** START Supplied information **

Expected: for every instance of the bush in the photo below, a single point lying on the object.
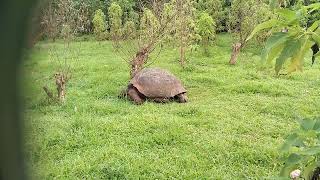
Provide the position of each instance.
(115, 19)
(99, 23)
(129, 30)
(206, 29)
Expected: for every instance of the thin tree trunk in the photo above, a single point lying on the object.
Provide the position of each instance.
(182, 55)
(235, 52)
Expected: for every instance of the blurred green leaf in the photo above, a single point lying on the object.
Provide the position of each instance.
(314, 26)
(308, 170)
(293, 159)
(311, 151)
(276, 40)
(265, 25)
(307, 124)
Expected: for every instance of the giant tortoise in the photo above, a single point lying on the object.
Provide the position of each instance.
(157, 85)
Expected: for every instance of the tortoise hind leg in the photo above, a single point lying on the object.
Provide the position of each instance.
(161, 100)
(134, 95)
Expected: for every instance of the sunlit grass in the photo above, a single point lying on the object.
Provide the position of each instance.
(231, 128)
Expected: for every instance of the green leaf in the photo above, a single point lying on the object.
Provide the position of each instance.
(276, 40)
(290, 140)
(275, 51)
(314, 26)
(316, 38)
(313, 7)
(288, 15)
(293, 159)
(307, 124)
(291, 47)
(308, 170)
(287, 169)
(297, 60)
(265, 25)
(317, 124)
(311, 151)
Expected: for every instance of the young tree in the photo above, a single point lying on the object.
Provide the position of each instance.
(206, 29)
(292, 44)
(185, 26)
(149, 26)
(244, 16)
(215, 9)
(99, 24)
(129, 30)
(115, 19)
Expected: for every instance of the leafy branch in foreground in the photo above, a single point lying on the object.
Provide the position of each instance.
(290, 40)
(302, 148)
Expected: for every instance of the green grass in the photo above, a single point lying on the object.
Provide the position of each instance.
(232, 127)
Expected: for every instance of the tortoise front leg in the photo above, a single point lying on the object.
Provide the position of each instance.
(182, 98)
(134, 96)
(161, 100)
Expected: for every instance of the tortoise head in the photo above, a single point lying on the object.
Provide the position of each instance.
(182, 98)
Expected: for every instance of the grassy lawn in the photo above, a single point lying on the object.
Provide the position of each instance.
(231, 128)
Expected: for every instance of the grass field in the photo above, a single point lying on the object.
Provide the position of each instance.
(232, 127)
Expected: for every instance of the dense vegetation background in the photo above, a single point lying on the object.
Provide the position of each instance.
(239, 112)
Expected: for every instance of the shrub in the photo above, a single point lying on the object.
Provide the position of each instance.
(206, 29)
(99, 23)
(115, 15)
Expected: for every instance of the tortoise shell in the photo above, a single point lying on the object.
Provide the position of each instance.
(157, 83)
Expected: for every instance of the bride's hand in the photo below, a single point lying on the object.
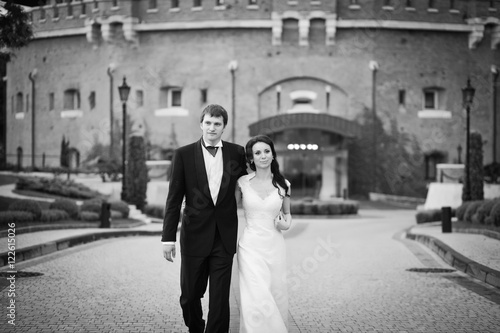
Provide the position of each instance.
(283, 221)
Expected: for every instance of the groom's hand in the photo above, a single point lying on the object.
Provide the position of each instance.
(169, 252)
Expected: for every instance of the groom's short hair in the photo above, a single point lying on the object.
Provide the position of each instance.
(214, 110)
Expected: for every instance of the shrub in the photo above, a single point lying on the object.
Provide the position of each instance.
(121, 207)
(89, 216)
(483, 211)
(137, 173)
(154, 211)
(15, 216)
(30, 206)
(69, 206)
(51, 215)
(494, 218)
(461, 210)
(471, 210)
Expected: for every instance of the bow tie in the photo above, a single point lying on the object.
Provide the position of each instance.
(212, 150)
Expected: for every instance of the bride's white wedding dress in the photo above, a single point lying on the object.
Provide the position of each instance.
(262, 264)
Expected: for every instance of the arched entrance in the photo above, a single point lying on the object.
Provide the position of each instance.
(312, 151)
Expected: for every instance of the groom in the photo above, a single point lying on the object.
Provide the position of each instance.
(205, 173)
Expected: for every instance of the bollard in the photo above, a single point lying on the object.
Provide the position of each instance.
(105, 215)
(446, 219)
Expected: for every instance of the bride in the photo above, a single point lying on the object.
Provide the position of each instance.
(261, 249)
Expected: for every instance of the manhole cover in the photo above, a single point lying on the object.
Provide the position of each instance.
(19, 274)
(431, 270)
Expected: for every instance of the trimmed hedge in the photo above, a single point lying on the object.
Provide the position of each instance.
(121, 207)
(53, 215)
(154, 211)
(89, 216)
(69, 206)
(316, 207)
(29, 206)
(432, 215)
(15, 216)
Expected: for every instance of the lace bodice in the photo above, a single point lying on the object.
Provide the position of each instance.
(258, 209)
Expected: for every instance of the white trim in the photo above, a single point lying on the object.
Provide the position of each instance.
(407, 25)
(434, 114)
(172, 112)
(71, 114)
(195, 25)
(266, 24)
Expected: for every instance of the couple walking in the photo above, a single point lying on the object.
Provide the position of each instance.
(211, 175)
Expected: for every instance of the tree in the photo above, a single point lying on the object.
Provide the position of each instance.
(475, 171)
(137, 172)
(15, 31)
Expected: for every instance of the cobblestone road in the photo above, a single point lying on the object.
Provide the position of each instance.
(345, 275)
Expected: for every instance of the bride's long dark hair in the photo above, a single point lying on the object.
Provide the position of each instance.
(278, 178)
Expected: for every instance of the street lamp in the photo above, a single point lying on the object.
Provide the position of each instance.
(233, 66)
(124, 90)
(373, 65)
(467, 98)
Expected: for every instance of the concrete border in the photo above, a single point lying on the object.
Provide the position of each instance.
(64, 243)
(458, 261)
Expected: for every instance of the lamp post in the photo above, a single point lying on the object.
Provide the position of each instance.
(494, 75)
(110, 71)
(467, 98)
(373, 65)
(32, 76)
(233, 66)
(124, 90)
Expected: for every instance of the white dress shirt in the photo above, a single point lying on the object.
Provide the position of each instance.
(214, 167)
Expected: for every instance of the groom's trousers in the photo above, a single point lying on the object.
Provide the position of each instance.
(195, 274)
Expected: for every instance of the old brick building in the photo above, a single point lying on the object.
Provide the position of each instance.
(301, 71)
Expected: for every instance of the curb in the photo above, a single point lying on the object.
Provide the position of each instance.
(64, 243)
(458, 261)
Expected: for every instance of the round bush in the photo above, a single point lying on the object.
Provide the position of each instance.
(494, 218)
(15, 216)
(483, 211)
(52, 215)
(471, 210)
(89, 216)
(121, 207)
(69, 206)
(461, 210)
(29, 206)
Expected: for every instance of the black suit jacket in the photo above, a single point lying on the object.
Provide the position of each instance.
(188, 178)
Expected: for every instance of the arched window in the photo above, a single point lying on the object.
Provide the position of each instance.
(291, 31)
(71, 99)
(317, 32)
(432, 159)
(19, 103)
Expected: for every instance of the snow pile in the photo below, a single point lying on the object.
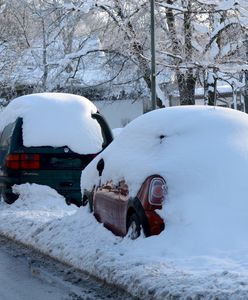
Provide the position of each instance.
(203, 252)
(203, 155)
(56, 119)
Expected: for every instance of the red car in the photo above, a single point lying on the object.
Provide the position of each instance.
(124, 215)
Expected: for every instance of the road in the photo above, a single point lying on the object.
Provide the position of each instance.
(26, 274)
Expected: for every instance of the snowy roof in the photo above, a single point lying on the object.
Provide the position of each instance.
(56, 119)
(204, 159)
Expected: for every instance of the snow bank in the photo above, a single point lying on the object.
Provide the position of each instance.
(56, 119)
(204, 159)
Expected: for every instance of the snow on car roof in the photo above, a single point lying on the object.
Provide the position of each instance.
(202, 152)
(56, 119)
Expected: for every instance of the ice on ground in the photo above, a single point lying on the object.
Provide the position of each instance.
(203, 251)
(56, 119)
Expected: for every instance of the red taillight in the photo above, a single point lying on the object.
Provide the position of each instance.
(23, 161)
(157, 191)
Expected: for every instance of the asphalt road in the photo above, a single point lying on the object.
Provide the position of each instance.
(26, 274)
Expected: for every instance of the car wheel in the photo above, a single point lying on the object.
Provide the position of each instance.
(9, 198)
(133, 227)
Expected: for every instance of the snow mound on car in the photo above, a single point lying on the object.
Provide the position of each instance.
(202, 153)
(56, 119)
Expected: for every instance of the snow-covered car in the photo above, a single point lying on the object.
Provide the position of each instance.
(163, 153)
(48, 139)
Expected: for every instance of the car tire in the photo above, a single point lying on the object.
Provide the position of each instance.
(9, 198)
(133, 227)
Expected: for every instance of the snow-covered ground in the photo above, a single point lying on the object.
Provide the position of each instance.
(203, 251)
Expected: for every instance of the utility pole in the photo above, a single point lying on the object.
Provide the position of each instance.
(153, 61)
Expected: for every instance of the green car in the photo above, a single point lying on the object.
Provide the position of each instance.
(58, 167)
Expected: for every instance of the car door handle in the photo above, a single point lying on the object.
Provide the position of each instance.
(66, 184)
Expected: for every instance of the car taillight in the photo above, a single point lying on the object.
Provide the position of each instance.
(23, 161)
(157, 191)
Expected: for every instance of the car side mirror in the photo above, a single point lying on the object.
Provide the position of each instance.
(100, 166)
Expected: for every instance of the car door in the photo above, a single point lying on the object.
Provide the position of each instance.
(110, 207)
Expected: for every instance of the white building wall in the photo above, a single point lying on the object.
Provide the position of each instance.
(118, 113)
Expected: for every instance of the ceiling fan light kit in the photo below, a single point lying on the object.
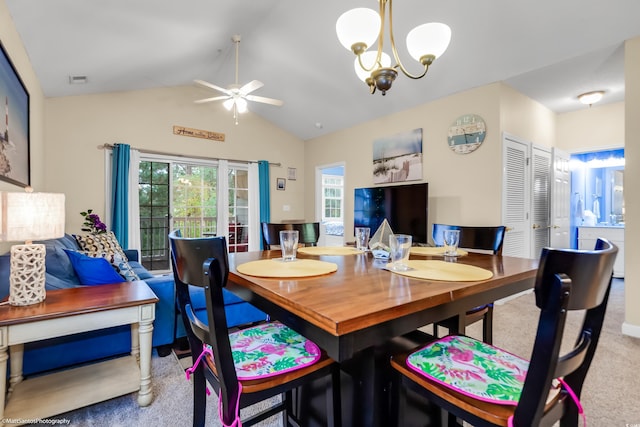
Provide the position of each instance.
(235, 95)
(358, 29)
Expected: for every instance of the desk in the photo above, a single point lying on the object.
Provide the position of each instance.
(362, 306)
(70, 311)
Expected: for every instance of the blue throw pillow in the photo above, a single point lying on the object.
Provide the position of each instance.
(93, 271)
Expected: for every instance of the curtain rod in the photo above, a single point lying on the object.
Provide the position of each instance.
(110, 147)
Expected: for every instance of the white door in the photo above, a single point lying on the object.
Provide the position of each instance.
(516, 203)
(560, 200)
(540, 199)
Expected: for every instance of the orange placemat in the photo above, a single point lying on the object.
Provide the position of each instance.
(442, 270)
(279, 269)
(434, 251)
(329, 250)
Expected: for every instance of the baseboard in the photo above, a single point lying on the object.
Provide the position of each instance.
(631, 330)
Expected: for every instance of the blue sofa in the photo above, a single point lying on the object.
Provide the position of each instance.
(62, 352)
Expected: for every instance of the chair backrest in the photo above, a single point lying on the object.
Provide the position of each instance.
(472, 237)
(309, 233)
(204, 262)
(566, 280)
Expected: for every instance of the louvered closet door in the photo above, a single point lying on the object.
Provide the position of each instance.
(516, 200)
(541, 200)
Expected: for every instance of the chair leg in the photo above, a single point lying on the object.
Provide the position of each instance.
(487, 326)
(199, 397)
(334, 403)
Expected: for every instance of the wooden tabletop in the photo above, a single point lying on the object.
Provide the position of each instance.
(361, 294)
(79, 300)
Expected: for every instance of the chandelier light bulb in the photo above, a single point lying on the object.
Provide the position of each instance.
(358, 26)
(428, 39)
(358, 29)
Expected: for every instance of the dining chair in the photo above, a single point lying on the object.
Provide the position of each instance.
(308, 233)
(248, 365)
(483, 238)
(486, 386)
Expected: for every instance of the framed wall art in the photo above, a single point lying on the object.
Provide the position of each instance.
(14, 129)
(398, 158)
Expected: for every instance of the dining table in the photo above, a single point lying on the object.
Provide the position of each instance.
(358, 304)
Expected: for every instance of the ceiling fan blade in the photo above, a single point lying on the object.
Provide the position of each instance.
(264, 100)
(215, 98)
(212, 86)
(250, 87)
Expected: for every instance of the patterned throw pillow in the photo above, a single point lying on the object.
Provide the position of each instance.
(106, 246)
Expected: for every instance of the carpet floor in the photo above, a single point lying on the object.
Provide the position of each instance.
(609, 397)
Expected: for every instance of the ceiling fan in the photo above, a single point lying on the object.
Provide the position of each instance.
(236, 96)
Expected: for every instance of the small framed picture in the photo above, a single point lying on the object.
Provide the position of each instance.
(292, 173)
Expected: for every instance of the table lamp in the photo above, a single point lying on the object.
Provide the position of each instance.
(27, 217)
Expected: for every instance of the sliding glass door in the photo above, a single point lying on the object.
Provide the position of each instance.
(176, 194)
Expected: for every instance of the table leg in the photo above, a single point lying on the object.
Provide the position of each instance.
(17, 354)
(3, 369)
(145, 395)
(135, 341)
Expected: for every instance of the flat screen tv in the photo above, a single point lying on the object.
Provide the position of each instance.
(404, 206)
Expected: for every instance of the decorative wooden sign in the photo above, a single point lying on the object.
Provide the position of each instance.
(198, 133)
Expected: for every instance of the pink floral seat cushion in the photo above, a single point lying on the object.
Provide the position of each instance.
(473, 368)
(270, 349)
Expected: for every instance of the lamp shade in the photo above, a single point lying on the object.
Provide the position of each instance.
(368, 60)
(360, 25)
(31, 216)
(428, 39)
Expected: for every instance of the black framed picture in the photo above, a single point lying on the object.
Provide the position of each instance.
(14, 129)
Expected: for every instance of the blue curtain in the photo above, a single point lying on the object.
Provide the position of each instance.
(120, 193)
(265, 197)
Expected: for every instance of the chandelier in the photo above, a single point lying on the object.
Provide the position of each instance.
(359, 28)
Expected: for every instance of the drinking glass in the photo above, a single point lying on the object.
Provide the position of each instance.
(289, 244)
(400, 245)
(362, 238)
(451, 239)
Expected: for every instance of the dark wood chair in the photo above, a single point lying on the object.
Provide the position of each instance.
(566, 280)
(308, 233)
(473, 238)
(203, 262)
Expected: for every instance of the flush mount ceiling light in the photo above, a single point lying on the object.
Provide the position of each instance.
(359, 28)
(591, 97)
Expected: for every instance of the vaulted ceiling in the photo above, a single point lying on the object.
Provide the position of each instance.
(549, 50)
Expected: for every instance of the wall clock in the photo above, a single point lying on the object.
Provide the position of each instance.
(466, 133)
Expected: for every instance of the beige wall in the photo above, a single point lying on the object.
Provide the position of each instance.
(463, 188)
(526, 119)
(76, 126)
(632, 176)
(592, 128)
(15, 50)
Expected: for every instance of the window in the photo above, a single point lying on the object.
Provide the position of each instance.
(332, 200)
(179, 194)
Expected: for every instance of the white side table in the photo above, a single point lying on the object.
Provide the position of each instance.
(70, 311)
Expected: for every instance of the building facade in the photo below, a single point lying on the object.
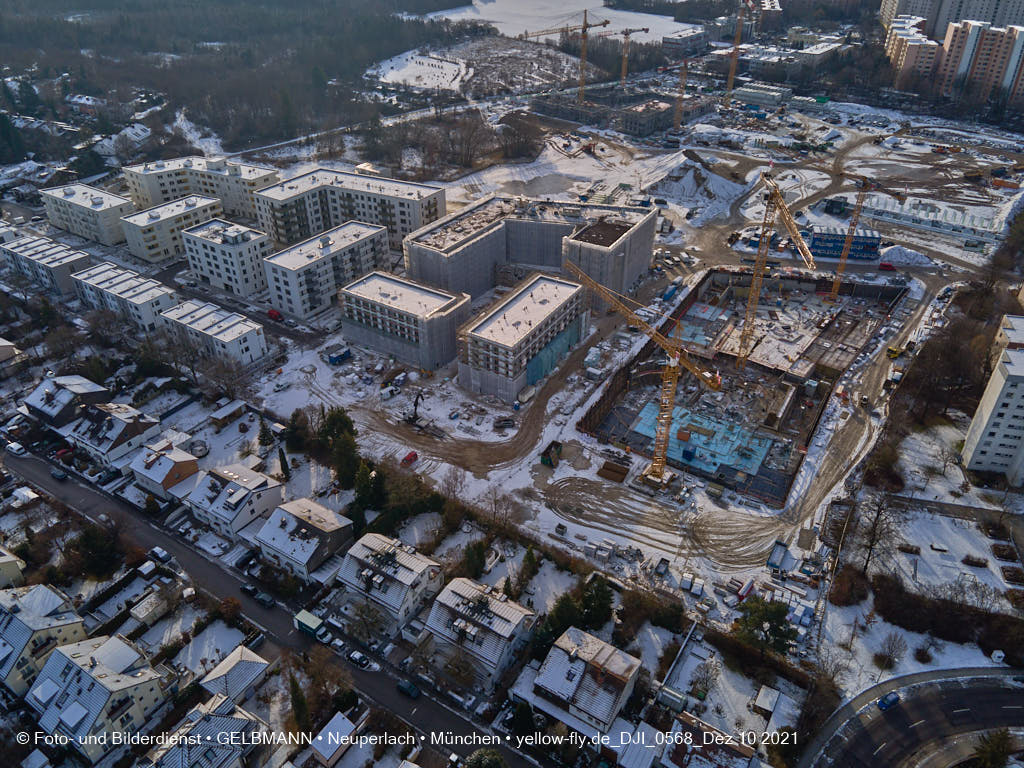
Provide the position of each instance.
(299, 208)
(155, 235)
(304, 279)
(135, 298)
(520, 340)
(400, 317)
(88, 212)
(227, 256)
(217, 333)
(231, 182)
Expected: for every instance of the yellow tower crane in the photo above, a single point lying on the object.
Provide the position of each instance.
(775, 208)
(655, 472)
(626, 47)
(583, 29)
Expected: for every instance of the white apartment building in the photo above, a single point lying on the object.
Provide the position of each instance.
(482, 623)
(296, 209)
(231, 182)
(228, 499)
(45, 262)
(94, 688)
(391, 574)
(523, 337)
(135, 298)
(227, 256)
(217, 332)
(34, 621)
(304, 279)
(155, 235)
(88, 212)
(995, 438)
(398, 316)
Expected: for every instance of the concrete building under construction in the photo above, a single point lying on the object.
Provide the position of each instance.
(470, 250)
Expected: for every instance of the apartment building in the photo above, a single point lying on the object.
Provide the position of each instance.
(231, 182)
(390, 574)
(397, 316)
(299, 208)
(227, 499)
(216, 332)
(227, 256)
(155, 235)
(981, 61)
(481, 623)
(910, 52)
(301, 535)
(523, 337)
(466, 251)
(94, 688)
(304, 279)
(135, 298)
(88, 212)
(994, 440)
(34, 621)
(45, 262)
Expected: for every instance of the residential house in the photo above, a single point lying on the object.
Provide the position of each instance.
(301, 535)
(97, 686)
(34, 621)
(481, 623)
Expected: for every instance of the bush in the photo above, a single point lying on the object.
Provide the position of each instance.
(850, 587)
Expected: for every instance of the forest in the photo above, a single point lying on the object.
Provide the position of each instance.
(254, 72)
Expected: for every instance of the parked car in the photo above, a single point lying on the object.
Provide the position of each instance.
(407, 687)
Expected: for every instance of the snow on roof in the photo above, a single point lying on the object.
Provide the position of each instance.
(170, 210)
(324, 245)
(322, 177)
(524, 309)
(44, 251)
(86, 197)
(236, 673)
(211, 320)
(400, 293)
(125, 284)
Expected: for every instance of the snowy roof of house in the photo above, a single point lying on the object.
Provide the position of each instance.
(324, 245)
(524, 309)
(107, 666)
(25, 610)
(44, 251)
(157, 459)
(125, 284)
(219, 166)
(296, 528)
(236, 673)
(211, 735)
(170, 210)
(322, 177)
(51, 395)
(333, 735)
(86, 197)
(400, 293)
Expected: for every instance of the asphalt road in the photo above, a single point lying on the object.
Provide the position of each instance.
(425, 715)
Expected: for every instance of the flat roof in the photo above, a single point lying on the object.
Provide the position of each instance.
(168, 210)
(44, 251)
(211, 320)
(355, 181)
(221, 231)
(456, 228)
(126, 284)
(199, 163)
(399, 293)
(517, 314)
(87, 197)
(324, 245)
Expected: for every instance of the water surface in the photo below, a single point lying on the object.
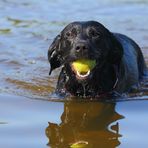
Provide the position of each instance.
(27, 118)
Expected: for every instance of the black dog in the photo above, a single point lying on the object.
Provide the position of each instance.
(119, 61)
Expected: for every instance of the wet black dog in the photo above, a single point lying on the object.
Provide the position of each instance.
(119, 60)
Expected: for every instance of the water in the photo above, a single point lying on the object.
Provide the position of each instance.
(27, 118)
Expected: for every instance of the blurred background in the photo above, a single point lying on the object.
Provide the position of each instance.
(27, 28)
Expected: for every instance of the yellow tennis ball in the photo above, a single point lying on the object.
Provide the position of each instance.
(84, 65)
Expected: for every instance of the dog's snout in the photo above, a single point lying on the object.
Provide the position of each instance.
(81, 47)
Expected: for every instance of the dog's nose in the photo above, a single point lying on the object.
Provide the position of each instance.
(80, 47)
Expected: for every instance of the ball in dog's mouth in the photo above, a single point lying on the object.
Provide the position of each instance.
(82, 68)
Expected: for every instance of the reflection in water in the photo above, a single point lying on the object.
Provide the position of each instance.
(91, 123)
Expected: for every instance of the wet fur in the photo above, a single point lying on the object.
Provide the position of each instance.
(120, 63)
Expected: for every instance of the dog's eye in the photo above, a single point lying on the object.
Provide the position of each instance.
(94, 33)
(71, 34)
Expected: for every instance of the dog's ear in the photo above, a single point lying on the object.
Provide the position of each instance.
(54, 56)
(116, 51)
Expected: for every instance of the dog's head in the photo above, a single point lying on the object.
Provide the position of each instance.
(84, 40)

** END Supplied information **

## Given instruction:
Quote the line that contains "Expected: for every instance of the wet fur" and each line after it through the end of the data, exactly, leaving out everything else.

## Exercise answer:
Expected: for every instance of the wet fur in the photo above, a single point lying on the object.
Provide the position of each instance.
(120, 63)
Expected: for every instance of the dog's eye in the photo above, a single point lying on the object.
Provide the position of each instance.
(94, 33)
(71, 34)
Expected: for every instance of the dog's ear in the photo above, a single point lying on the object.
Provide the position of each instance.
(54, 56)
(116, 51)
Expected: for every instance of the dog's head in the photo above, a single point lying on the object.
Provide the position of each instance.
(84, 40)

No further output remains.